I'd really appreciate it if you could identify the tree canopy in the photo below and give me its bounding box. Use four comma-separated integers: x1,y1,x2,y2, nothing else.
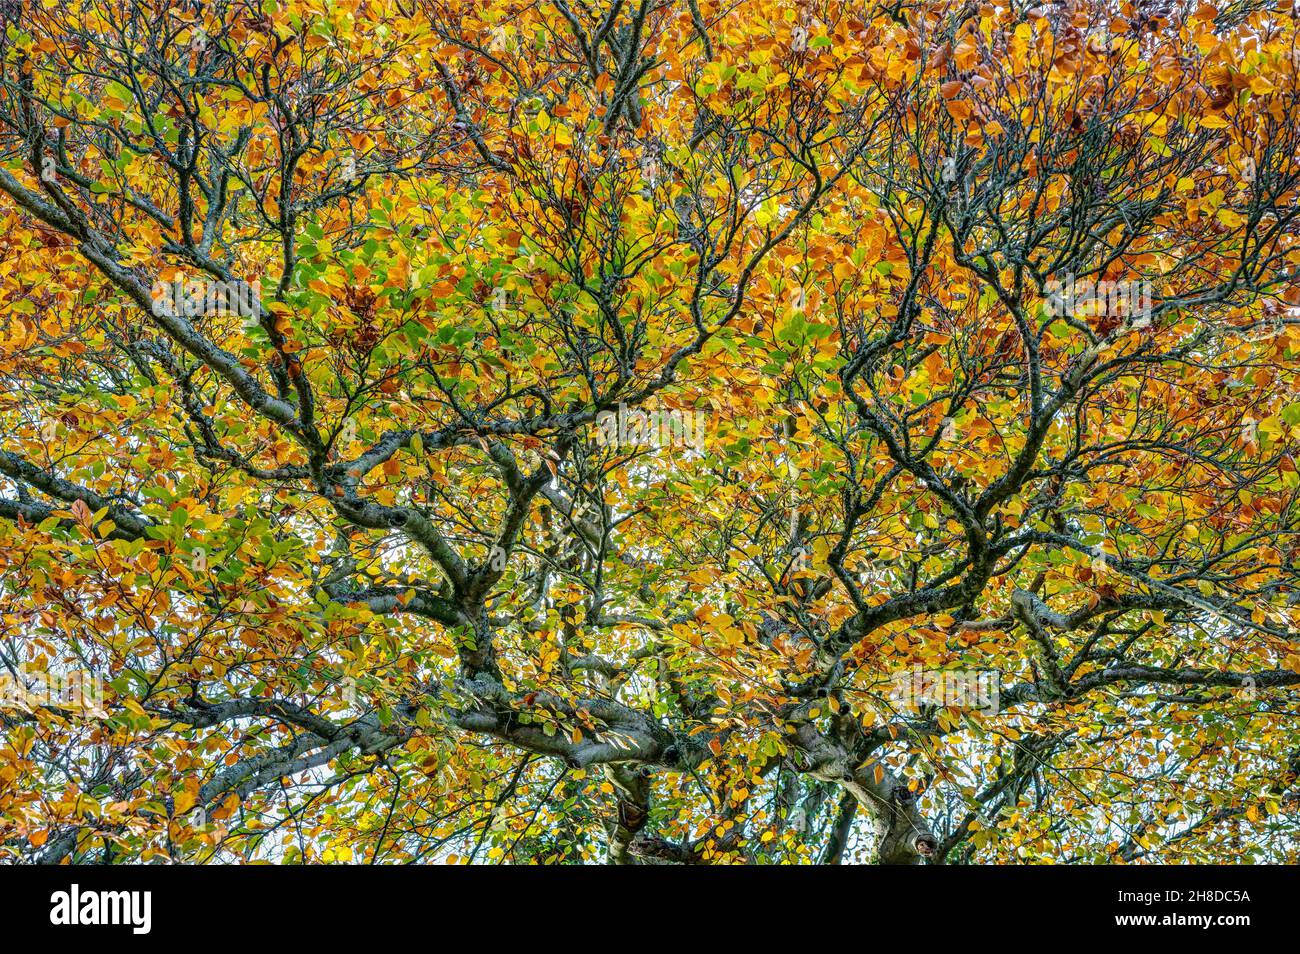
2,0,1300,864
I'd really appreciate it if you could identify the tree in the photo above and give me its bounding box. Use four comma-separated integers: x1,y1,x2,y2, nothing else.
1,0,1299,865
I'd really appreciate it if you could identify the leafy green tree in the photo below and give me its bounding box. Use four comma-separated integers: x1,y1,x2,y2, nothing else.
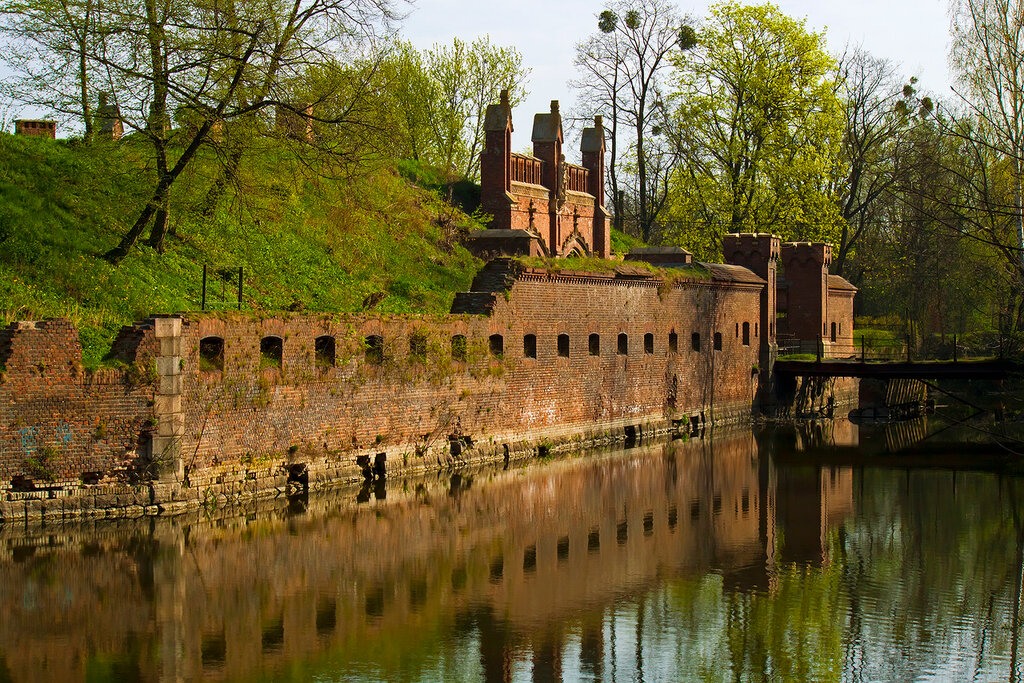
423,37,529,181
665,1,843,260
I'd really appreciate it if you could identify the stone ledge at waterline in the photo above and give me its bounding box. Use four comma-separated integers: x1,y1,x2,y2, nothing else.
0,257,856,519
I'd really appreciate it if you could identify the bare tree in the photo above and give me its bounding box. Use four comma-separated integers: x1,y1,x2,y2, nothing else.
571,0,687,242
0,0,103,140
950,0,1024,271
831,48,905,276
90,0,401,262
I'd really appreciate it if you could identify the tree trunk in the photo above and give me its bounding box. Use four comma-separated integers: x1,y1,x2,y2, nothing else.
201,147,244,218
------------------------------
— Task objective —
Retype exactly the lines from the one containing "I'd really appreciate it if you could identify the tree in" through the last line of the records above, both included, and leave out any pictures.

— Task result —
I'd really appreciate it if you could identify the tree in the photo above and give me its bounding box. Use four comma-separated integers: x1,y1,x2,y2, nothing else.
1,0,1299,865
I'd really appreciate it if you could identify the leafy green tree in the photo below and give me its bounding box. Use four comma-separated integers: x1,y1,x2,y2, nothing else.
423,37,529,181
665,1,843,260
I'd really appreciate it if you could identify the stone ledge at waterline in the photo above and give me its bounding box. Use four comma-separated integers: x1,y1,x2,y2, nothing else.
0,257,856,519
I'd really appreciate it if you could identify the bare tree in the photo above and give me its bounding box. Use four comma-separated integers: x1,y1,x2,y2, nothing else.
571,0,687,242
0,0,103,140
950,0,1024,271
831,48,905,276
90,0,401,262
I'd really appreciate it if you could identify the tree trunk in the photo above and give me its bounding box. Use four comma-separated integers: x1,y1,x2,y2, nothing else.
201,147,244,218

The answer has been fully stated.